*The problem*. A word-for-word restatement of all the records is the required answer.

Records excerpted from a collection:
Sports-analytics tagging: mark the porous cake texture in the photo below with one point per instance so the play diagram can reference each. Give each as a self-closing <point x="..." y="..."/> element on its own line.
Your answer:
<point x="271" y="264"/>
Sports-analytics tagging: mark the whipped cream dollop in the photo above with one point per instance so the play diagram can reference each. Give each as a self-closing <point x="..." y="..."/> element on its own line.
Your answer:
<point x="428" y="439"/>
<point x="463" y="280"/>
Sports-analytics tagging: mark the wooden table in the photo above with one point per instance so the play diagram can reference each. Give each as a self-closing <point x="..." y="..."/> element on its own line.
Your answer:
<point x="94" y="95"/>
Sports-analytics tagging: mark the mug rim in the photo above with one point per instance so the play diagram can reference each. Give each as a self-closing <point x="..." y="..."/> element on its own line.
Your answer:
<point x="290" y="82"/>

*Output below*.
Sports-analytics tagging: mark the porous cake texture in the photo below with one point per instance so the play diagram can reference each. Give each as a self-closing <point x="..." y="..."/> element on its own line.
Your answer:
<point x="271" y="264"/>
Sports-analytics tagging: mark the whipped cream dollop in the photo above with one point per instance so the play diagram can reference each. Give each as a self-closing <point x="..." y="..."/> element on its own line.
Your answer:
<point x="428" y="439"/>
<point x="463" y="280"/>
Sports-analytics tagging: mark the wooden table in the photo above with one point per instance so the play diagram can reference each. Give each as a self-closing <point x="..." y="..."/> element on its own line.
Your answer:
<point x="94" y="95"/>
Sports-analytics tagging: mark the mug rim in the photo above with one point per instance so the play diagram can reference each. Give each as a self-closing <point x="..." y="..."/> element on its own line.
Your answer:
<point x="290" y="82"/>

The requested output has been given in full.